What you should do:
Reproduce each of the following entries verbatim, omitting the pictures and keeping only the text.

** BEGIN Stored rows **

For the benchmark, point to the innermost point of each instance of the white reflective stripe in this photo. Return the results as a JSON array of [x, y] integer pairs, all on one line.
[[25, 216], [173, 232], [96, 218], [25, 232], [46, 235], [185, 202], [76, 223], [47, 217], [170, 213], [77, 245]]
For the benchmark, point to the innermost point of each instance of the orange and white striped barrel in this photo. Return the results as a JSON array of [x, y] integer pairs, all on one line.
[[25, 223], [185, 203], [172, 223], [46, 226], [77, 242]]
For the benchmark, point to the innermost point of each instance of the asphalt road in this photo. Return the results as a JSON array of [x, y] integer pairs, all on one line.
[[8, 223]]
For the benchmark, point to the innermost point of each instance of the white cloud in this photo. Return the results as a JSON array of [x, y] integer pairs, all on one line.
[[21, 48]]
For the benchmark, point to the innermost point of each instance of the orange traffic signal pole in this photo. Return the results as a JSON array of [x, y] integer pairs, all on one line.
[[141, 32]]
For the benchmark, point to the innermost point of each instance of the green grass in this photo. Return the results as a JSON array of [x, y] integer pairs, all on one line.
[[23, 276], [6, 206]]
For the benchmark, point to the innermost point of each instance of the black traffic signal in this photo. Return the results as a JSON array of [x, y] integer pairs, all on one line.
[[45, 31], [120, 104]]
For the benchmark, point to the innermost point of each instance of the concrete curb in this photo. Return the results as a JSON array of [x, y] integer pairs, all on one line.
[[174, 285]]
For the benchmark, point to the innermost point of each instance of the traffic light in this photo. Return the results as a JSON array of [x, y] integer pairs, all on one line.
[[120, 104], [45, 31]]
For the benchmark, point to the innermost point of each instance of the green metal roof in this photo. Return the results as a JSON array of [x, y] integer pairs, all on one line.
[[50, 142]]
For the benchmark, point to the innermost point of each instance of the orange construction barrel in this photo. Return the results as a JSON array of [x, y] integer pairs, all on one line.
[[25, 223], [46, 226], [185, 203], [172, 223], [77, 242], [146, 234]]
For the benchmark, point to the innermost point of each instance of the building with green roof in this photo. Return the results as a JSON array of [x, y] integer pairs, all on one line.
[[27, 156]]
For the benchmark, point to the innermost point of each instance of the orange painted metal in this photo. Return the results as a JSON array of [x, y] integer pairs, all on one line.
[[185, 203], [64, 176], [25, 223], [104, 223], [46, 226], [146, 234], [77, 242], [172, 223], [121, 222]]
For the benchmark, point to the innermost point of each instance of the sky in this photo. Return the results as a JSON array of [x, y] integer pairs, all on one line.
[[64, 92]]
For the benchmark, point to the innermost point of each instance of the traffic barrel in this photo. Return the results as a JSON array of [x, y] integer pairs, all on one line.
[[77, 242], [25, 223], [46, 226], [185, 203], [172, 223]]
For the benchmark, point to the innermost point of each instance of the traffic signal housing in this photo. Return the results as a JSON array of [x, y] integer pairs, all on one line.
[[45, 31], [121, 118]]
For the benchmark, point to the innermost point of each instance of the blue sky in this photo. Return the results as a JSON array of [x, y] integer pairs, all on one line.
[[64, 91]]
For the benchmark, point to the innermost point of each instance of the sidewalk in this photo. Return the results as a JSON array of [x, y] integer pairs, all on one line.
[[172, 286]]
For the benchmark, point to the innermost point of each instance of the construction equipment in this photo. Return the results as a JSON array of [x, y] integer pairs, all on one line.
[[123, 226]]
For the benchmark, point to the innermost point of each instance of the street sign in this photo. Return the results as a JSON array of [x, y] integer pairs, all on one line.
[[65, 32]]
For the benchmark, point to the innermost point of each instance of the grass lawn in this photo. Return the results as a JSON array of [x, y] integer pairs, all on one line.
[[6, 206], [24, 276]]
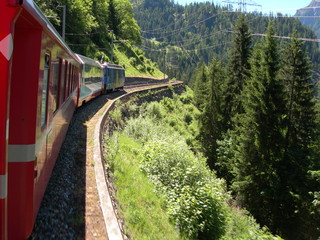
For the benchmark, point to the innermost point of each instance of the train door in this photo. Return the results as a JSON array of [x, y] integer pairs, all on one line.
[[22, 126]]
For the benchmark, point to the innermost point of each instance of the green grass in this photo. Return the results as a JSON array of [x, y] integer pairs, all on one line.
[[144, 211], [141, 206], [141, 68]]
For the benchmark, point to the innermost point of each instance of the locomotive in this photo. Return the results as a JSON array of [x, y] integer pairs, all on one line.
[[42, 83]]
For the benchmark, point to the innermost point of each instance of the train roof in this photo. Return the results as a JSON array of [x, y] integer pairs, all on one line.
[[113, 66], [88, 61], [35, 11]]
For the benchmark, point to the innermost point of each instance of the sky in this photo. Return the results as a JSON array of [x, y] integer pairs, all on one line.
[[284, 6]]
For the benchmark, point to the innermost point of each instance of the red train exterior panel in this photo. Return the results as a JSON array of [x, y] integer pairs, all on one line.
[[7, 17], [34, 117]]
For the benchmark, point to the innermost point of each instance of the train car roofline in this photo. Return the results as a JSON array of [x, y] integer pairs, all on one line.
[[35, 11]]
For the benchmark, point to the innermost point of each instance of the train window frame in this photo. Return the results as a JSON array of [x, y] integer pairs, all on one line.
[[45, 89], [55, 83], [66, 77], [62, 81]]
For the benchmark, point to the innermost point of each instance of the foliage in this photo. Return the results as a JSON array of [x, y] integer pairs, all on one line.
[[144, 211], [211, 121], [238, 69], [194, 196]]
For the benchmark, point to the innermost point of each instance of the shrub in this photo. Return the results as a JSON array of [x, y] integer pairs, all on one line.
[[194, 195]]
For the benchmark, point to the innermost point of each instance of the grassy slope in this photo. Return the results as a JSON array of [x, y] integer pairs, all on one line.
[[136, 64], [143, 210]]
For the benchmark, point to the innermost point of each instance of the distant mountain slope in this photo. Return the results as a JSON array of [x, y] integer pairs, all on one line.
[[180, 37], [312, 13]]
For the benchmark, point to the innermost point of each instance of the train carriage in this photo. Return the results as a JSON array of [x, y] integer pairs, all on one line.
[[114, 77], [91, 79], [38, 93]]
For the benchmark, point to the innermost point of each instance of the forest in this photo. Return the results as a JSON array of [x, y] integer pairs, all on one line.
[[259, 129]]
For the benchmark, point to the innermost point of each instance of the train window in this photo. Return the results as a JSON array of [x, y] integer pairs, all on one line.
[[44, 98], [69, 79], [55, 83], [62, 82], [66, 81]]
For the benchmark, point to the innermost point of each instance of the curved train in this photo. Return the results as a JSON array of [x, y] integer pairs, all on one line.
[[42, 82]]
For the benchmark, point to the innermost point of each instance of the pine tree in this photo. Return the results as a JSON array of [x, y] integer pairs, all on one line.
[[300, 127], [201, 87], [239, 68], [114, 18], [211, 120], [258, 135]]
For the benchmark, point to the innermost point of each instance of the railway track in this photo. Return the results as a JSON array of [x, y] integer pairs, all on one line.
[[70, 208]]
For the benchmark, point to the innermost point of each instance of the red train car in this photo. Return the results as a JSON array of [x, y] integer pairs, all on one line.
[[39, 86]]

** END Stored rows **

Exercise answer:
For the benchmark, point to the innermost point of each instance of the white reflective stripe in this photo. Return the results as a JSON array of [x, y] integer pairs, all on one line.
[[25, 216], [173, 232], [96, 218], [25, 232], [46, 235], [185, 202], [76, 223], [47, 217], [170, 213], [77, 245]]
For the benchmark, point to the innermost point of each instance of the orange and white striped barrel in this photo. Return the results as a JSON array of [x, y] integer pairs, all on one line.
[[25, 223], [185, 203], [172, 223], [46, 226], [77, 242]]
For the benchmark, point to the innermost point of each instance of the asphalt road in this photo. Return the results as a JSON array of [x, y] integer pairs, all on one line.
[[8, 223]]
For the benchmark, point to the innermost point of each instance of the white cloud in this photo. Return the results as a JSON array of [x, y] integer pairs, all on one line.
[[21, 48]]
For the benchmark, point to the innermost point of each instance of the orange traffic signal pole in this photo. Return the results as a JSON array of [x, y] integer pairs, all on one line.
[[141, 32]]
For the benchmark, point to the innermost point of each instance of the green grass in this photo. Return the results as a JSON array of [x, y] integer pairs, all on one line.
[[23, 276], [6, 206]]
For the benchmark, point to the innermost point of each instance of the black traffic signal in this photo. Return the results as a JSON array of [x, y] integer pairs, all on one line.
[[45, 31], [120, 104]]
For the benchmark, point to the innermost point of each instance of the concrete curb in this photo. Return the results as a JSON array of [x, y] integer pairs, all on one line.
[[174, 285]]
For the benchmark, point to the innermost point of each instance of the traffic light in this photo. Return the results as a JSON array of [x, y] integer pairs, all on one line.
[[120, 104], [45, 31]]
For the benchmark, point to the innermost point of each instance of the green metal roof in this photo. Return the results as a JSON array of [x, y] integer pairs, all on one line.
[[50, 142]]
For the benchmark, point to the innermost point of each instance of the orange construction barrel in this photo. Return the results as a JSON array of [x, y] integer pairs, all on one line.
[[25, 223], [46, 226], [185, 203], [172, 223], [77, 242], [146, 234]]
For the benchmark, point to the innermost point of each instance of the building with green roof in this photo. Return the results as a JSON array of [x, y] integer pairs, all on one line.
[[27, 156]]
For the benchmark, point to the innermost point of each instance of the orange painted metal in this photo. Return the results as a JSON array of [x, y] integer pairs, all on one line.
[[185, 203], [64, 176], [25, 223], [104, 223], [46, 226], [146, 234], [77, 242], [172, 223], [121, 222]]
For the benchmark, point to the innermost point of each instance of the sky in this photo. Return the results as a JSON array of [x, y] integer pairs, all on one line.
[[64, 92]]
For the benchmark, point to the innermost point of each instance of the traffic barrel in this photo. Return the results as a JSON array of [x, y] integer pairs, all on one line.
[[77, 242], [25, 223], [46, 226], [185, 203], [172, 223]]
For the benchmark, point to the innermost point of each instance of the traffic signal housing in this photo. Return the results as a JSON array of [x, y] integer pairs, all on one line.
[[45, 31], [121, 118]]
For the benchmark, point to the innermost point of each instance of the blue sky in this photo. Return the results as a JSON array of [x, y] integer pairs, all on one line.
[[64, 91]]
For the benchmark, point to the innermost point of each instance of the sidewalk in this photo. Return the results as a JSON array of [x, y] integer pairs, all on one line.
[[172, 286]]
For the benchmark, point to the innermost point of each instance of the construction equipment in this photo. Return the results as a JSON array of [x, y] integer pairs, all on one line.
[[123, 226]]
For the benchmark, point to the innermost point of each instance of the street sign in this photo. Return the results as a JSON array of [x, y] integer pairs, all on one line.
[[65, 32]]
For the benchmark, point to the innermost point of each instance of the grass lawn in this photo. Return the results as a JSON array of [x, y] integer pairs, all on one line.
[[6, 206], [24, 276]]
For the benchmark, point to the innermost point of each instance of the train door in this photo. Return the results as a JSON array of [x, y] integer pairs, all on one line.
[[22, 126]]
For the benchmark, point to the innermost point of each instance of the green grass in this photo. Return the results as a JSON array of [x, y] integer pairs, all on one line.
[[144, 211], [141, 206], [141, 68]]
For the benchmark, point to the innermost point of each instance of the locomotive in this photo. Return the results as a JSON array of [x, y] integer pairs, all on one line.
[[42, 83]]
For the benchmark, point to the innermost point of each instance of the train roof in this photo. Return the results as a JSON array of [x, y] integer pairs, all on one line.
[[113, 66], [88, 61], [35, 11]]
For the benchmark, point to the innermost point of each instance of the sky in this photo. Return the results as a JSON array of [x, y] integer pairs, all on one line.
[[284, 6]]
For the benchmark, point to the innermost point of each instance of the red train exterior panel in this photo. Return the results as a JSON array of [x, y] integer pairs, all on one line.
[[7, 17], [34, 117]]
For the benchmark, point to the innermost point of each instance of the train car roofline in this photo. Return the results as a JSON array of [x, y] integer pairs, all on one line.
[[35, 11]]
For the benchmark, point to the innermost point of each instance of the train window frame in this photo. Return the results as a JSON array of [x, y] integer pairs, all on one line.
[[45, 89], [55, 83], [66, 77], [62, 81]]
For the benchmark, point to the innermost point of each instance of the foliage in this photo. Return the results as a JSON array of [x, y] integer pairs, all on one line.
[[144, 211], [211, 121], [238, 69], [194, 196]]
For the benchmark, point to the innermost point of each instance of the shrub in this photo. Return the results as a JSON array of [x, y] integer pairs, all on one line.
[[194, 195]]
For the benchmark, point to the innermost point of each instance of the grassy slope in this photo. Return the results as a JSON array of [x, y] integer pairs, all on one line.
[[136, 64], [143, 210]]
For the benchmark, point to the innermost point of each instance of the distant mountain slope in this photo. Return the results as a JSON array of [x, y] integer pairs, all on one line.
[[180, 37], [312, 13]]
For the benchmark, point to the innermost point of each instance of the train carriage in this photo. Return the results as a JSON array of [x, y] integer pairs, all on one line.
[[114, 77], [91, 79], [38, 93]]
For the benchmark, point to the innermost point of each instance of the forest in this photo. Return the results as a JSON array of [x, y] integer pairs, all on one line.
[[259, 129]]
For the benchmark, point to the innermost point of each instance of the train window in this photo. Return the results as a JSON array of [x, y] integer pairs, all on one line.
[[44, 98], [69, 79], [55, 83], [62, 82], [66, 81]]
For the benchmark, point to the innermost point of each instance of the curved train in this photo. Return the results as a JSON array of [x, y] integer pairs, all on one line.
[[42, 82]]
For the benchmark, point to the innermost point of each instance of the pine tree in this photo. Return the results as a JSON array of [x, y] integer pairs, all on one line.
[[300, 127], [201, 87], [239, 68], [114, 18], [211, 120], [258, 135]]
For the benchmark, point to the innermost point of each instance of the railway track in this photo. Return the results as a JSON array of [x, y] integer pairs, all on one line.
[[70, 208]]
For the benchmark, point to the innermost point of each instance of the red train car in this photo. Return the results as a JSON array of [x, y] integer pairs, all on one line.
[[39, 86]]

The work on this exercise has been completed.